Directions for this task
Which lines run from the one containing "If you could locate the granite" to the end of the listing? Copy them out exactly, leaving out the rest.

--- Entries provided Enclosed Below ---

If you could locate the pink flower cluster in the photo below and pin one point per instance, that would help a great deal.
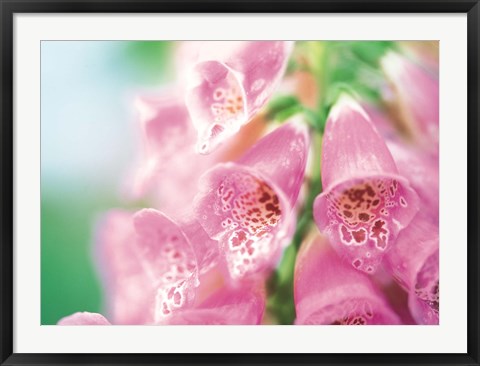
(228, 188)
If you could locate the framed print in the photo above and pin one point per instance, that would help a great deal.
(200, 182)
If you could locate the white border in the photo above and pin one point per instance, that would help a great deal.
(450, 336)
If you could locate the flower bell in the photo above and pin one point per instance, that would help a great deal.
(227, 84)
(365, 202)
(329, 291)
(248, 206)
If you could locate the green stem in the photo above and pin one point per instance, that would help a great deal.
(280, 303)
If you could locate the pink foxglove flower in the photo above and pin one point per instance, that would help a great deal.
(365, 203)
(228, 83)
(329, 291)
(228, 306)
(417, 93)
(248, 206)
(414, 262)
(170, 167)
(148, 265)
(84, 318)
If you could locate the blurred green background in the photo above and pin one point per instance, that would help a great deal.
(88, 138)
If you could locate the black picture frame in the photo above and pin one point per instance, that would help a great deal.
(10, 7)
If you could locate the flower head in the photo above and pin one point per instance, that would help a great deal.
(248, 206)
(148, 266)
(365, 202)
(329, 291)
(228, 82)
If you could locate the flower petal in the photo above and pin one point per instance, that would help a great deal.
(414, 263)
(422, 171)
(365, 202)
(228, 83)
(329, 291)
(170, 167)
(351, 145)
(168, 259)
(281, 156)
(84, 318)
(248, 206)
(228, 306)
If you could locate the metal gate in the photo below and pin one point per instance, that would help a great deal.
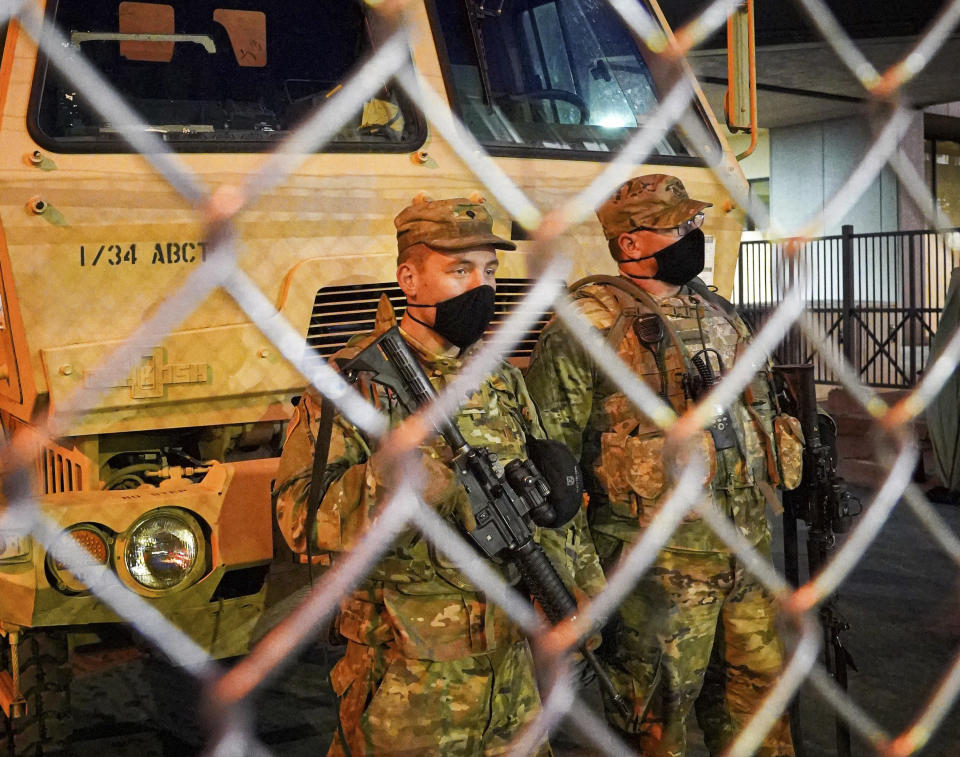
(876, 298)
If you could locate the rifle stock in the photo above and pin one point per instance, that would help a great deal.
(823, 503)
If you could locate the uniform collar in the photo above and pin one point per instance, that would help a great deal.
(452, 360)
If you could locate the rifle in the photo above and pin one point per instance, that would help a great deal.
(828, 508)
(503, 498)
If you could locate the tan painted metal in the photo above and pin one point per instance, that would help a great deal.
(330, 223)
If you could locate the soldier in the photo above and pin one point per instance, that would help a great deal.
(430, 667)
(678, 337)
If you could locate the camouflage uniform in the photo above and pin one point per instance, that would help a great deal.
(430, 666)
(697, 597)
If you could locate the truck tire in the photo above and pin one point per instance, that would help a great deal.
(45, 683)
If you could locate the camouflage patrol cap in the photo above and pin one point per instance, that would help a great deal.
(447, 225)
(654, 201)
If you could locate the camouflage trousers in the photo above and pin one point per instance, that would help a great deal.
(395, 705)
(697, 633)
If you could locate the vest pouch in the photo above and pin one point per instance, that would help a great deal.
(611, 471)
(647, 475)
(788, 437)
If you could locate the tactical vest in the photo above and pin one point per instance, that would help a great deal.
(673, 345)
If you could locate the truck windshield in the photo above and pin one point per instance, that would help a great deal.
(557, 75)
(209, 78)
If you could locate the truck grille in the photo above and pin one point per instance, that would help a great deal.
(342, 312)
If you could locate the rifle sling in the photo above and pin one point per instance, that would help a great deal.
(321, 452)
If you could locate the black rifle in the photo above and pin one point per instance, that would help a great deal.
(503, 499)
(824, 504)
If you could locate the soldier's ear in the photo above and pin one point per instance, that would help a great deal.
(407, 278)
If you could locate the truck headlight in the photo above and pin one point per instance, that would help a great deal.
(162, 551)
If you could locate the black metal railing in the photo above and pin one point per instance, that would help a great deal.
(877, 298)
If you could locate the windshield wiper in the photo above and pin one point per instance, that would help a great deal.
(204, 40)
(477, 12)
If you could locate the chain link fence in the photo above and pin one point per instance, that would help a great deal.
(221, 210)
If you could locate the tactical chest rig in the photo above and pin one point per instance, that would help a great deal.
(641, 313)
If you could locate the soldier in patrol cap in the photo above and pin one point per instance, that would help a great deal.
(430, 667)
(697, 599)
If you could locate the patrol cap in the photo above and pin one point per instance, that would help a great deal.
(447, 225)
(654, 201)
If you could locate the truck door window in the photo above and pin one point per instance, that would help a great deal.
(212, 78)
(555, 75)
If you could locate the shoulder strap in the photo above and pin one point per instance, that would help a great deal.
(728, 309)
(321, 452)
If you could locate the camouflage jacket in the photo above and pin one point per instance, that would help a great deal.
(415, 598)
(621, 448)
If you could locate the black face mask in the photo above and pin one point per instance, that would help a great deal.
(461, 320)
(679, 262)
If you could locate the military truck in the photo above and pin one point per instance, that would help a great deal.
(164, 476)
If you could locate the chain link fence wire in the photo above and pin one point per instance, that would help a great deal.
(228, 693)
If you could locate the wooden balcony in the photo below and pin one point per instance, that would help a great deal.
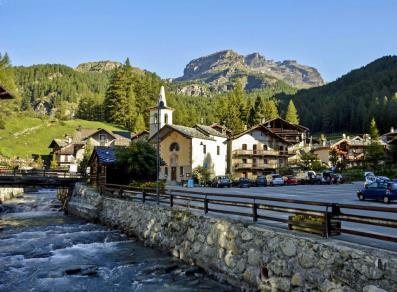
(241, 152)
(255, 166)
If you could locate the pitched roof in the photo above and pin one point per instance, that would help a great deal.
(105, 155)
(298, 127)
(185, 131)
(209, 130)
(4, 94)
(261, 128)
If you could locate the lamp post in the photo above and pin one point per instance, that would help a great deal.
(159, 107)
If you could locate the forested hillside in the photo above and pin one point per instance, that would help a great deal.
(349, 103)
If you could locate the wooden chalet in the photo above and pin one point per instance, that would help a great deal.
(100, 160)
(294, 134)
(4, 94)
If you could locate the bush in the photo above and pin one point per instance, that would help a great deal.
(148, 185)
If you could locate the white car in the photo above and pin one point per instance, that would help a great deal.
(275, 180)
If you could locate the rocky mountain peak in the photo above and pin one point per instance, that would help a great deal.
(218, 71)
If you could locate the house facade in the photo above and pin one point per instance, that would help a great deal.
(256, 151)
(69, 151)
(349, 149)
(182, 149)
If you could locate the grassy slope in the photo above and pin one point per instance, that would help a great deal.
(24, 136)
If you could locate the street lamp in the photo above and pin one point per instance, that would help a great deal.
(160, 106)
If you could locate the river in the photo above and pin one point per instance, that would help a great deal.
(41, 249)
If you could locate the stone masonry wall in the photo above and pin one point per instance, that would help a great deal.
(9, 193)
(246, 255)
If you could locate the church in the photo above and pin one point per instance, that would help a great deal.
(184, 148)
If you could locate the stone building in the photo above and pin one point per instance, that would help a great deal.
(69, 151)
(256, 151)
(184, 148)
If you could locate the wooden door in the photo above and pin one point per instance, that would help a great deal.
(173, 173)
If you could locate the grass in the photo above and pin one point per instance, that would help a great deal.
(24, 135)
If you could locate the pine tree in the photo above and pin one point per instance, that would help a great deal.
(271, 111)
(373, 130)
(292, 114)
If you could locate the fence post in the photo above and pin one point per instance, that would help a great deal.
(254, 211)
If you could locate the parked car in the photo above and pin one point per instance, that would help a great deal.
(379, 190)
(290, 180)
(307, 177)
(325, 178)
(274, 180)
(243, 182)
(337, 178)
(221, 181)
(260, 181)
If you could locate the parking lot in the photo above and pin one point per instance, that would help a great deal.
(341, 194)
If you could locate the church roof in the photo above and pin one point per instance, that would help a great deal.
(185, 131)
(210, 131)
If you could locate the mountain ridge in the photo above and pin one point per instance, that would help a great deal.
(216, 73)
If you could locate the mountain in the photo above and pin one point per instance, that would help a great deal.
(216, 73)
(99, 66)
(349, 103)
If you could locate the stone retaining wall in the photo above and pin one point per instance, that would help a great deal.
(9, 193)
(246, 255)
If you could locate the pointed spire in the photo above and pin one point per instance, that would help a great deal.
(162, 96)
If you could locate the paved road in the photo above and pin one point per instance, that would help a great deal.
(342, 194)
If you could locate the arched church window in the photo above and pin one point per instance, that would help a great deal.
(174, 147)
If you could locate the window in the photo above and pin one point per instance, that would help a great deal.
(174, 147)
(102, 139)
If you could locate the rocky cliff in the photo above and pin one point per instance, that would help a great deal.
(99, 66)
(217, 73)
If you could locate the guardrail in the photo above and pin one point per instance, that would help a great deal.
(326, 219)
(59, 173)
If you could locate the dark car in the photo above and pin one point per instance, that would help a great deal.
(290, 180)
(221, 181)
(243, 182)
(379, 190)
(337, 178)
(260, 181)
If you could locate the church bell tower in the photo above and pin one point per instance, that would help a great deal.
(160, 115)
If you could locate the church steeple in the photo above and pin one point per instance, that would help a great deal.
(160, 114)
(162, 96)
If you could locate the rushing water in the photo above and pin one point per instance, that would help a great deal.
(41, 249)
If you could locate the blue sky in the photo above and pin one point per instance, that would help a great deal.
(163, 36)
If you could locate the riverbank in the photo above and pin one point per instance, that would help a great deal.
(9, 193)
(41, 249)
(244, 255)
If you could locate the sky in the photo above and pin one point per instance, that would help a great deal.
(163, 36)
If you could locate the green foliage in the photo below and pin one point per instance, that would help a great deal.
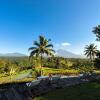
(88, 91)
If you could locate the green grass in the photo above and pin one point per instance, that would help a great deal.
(89, 91)
(12, 79)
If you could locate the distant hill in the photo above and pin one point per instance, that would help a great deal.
(67, 54)
(12, 55)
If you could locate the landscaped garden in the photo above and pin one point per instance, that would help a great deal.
(88, 91)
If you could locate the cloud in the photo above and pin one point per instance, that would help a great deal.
(65, 44)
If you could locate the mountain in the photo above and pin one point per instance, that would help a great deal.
(12, 55)
(67, 54)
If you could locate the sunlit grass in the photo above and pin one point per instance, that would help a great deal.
(89, 91)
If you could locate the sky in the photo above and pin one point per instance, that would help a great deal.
(68, 23)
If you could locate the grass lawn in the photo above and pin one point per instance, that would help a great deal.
(89, 91)
(13, 78)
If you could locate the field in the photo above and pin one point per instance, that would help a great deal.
(89, 91)
(24, 76)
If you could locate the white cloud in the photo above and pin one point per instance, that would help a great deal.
(65, 44)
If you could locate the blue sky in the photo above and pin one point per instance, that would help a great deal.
(67, 22)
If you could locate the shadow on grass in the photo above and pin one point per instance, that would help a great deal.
(89, 91)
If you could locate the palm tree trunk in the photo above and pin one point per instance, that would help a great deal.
(41, 64)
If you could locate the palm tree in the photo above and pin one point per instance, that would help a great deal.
(96, 31)
(90, 51)
(41, 47)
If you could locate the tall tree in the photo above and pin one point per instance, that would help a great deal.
(41, 47)
(96, 31)
(90, 51)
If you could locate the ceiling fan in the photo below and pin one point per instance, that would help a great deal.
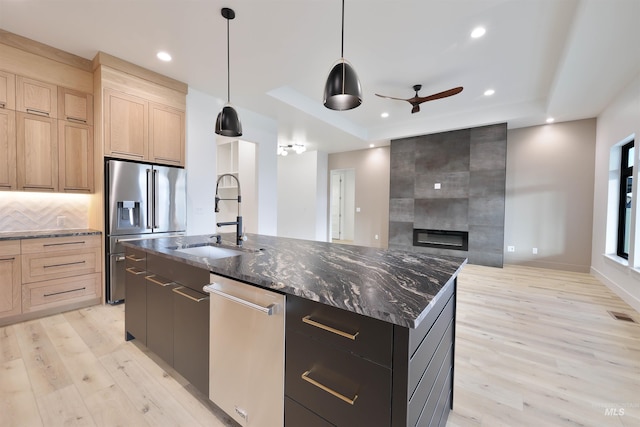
(417, 100)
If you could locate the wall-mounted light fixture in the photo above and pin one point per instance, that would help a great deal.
(283, 150)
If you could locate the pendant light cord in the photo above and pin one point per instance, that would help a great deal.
(228, 67)
(342, 45)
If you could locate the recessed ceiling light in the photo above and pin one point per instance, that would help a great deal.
(478, 32)
(163, 56)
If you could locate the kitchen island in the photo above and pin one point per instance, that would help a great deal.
(395, 368)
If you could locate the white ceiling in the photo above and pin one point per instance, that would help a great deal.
(560, 58)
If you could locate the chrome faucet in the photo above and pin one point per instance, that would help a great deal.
(238, 222)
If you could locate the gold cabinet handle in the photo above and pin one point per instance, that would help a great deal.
(305, 376)
(309, 321)
(179, 292)
(153, 279)
(135, 271)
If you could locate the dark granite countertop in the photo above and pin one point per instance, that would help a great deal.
(395, 286)
(21, 235)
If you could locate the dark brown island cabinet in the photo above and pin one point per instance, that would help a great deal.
(345, 369)
(166, 310)
(341, 368)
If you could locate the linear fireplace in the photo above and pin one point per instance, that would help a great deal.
(442, 239)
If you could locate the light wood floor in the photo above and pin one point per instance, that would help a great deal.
(537, 347)
(534, 348)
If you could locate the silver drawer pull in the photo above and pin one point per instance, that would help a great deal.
(65, 243)
(135, 271)
(269, 310)
(309, 321)
(64, 292)
(38, 112)
(63, 264)
(305, 376)
(153, 279)
(179, 292)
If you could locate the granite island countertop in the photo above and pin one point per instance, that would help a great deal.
(39, 234)
(395, 286)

--- End of Enclosed Entries provided ---

Solved problem
If you could locate the granite island countertop in the photo above and pin one point per instance, that would help a great deal.
(39, 234)
(395, 286)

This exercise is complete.